** Data for analysis follows **
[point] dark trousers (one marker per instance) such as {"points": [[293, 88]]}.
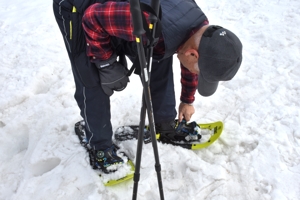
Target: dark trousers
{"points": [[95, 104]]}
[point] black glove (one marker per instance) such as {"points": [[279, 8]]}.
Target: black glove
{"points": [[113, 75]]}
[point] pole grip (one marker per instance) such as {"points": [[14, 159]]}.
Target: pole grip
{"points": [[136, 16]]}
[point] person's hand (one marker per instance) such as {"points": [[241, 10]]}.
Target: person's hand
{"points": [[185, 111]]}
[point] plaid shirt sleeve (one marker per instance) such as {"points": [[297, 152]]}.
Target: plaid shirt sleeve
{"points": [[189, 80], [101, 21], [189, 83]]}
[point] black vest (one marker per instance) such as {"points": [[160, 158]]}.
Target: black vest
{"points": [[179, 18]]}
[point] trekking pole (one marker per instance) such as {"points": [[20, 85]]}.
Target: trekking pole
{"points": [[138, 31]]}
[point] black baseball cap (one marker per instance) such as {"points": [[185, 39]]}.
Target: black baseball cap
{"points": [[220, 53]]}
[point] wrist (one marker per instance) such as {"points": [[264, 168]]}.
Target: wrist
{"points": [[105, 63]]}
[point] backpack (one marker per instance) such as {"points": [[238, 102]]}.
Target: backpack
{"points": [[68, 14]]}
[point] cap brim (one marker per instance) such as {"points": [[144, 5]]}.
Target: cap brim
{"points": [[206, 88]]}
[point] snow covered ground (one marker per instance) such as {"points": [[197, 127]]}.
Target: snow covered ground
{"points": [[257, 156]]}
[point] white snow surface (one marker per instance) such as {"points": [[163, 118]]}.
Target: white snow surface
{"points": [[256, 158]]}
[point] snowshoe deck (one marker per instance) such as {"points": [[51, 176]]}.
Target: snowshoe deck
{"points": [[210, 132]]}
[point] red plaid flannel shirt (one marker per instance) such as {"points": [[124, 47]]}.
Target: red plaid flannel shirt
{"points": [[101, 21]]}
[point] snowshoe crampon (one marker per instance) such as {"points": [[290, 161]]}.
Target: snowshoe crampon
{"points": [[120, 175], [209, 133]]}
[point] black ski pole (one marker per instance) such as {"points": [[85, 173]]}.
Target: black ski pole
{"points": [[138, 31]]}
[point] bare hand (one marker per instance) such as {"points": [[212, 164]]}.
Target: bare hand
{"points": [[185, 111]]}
** End of Data for analysis **
** Data for analysis follows **
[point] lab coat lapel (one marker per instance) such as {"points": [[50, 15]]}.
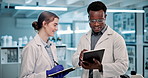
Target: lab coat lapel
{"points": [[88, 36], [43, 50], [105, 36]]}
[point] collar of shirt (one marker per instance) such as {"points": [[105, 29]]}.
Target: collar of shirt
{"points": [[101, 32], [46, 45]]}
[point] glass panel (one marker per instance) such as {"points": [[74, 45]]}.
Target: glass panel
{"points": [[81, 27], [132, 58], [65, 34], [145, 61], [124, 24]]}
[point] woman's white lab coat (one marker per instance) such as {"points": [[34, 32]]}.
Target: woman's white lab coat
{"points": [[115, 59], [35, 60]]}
** End of Data for analysis **
** Data for analysis follows **
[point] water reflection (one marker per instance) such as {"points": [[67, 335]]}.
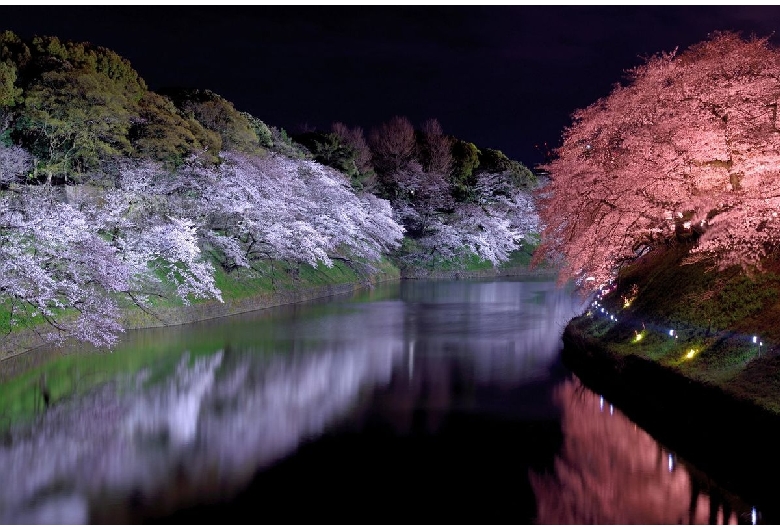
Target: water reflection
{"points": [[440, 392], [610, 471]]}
** End of Data for analysis **
--- Work task ---
From the data above, return every line from the line that has "[point] person's hand" up to and including the line that has "[point] plaid shirt", exactly.

--- Result of the exercise ---
[point] person's hand (one marker per instance) such as {"points": [[241, 10]]}.
Target: person's hand
{"points": [[185, 111]]}
[point] plaid shirt sleeve (one marker per instance) such as {"points": [[297, 152]]}.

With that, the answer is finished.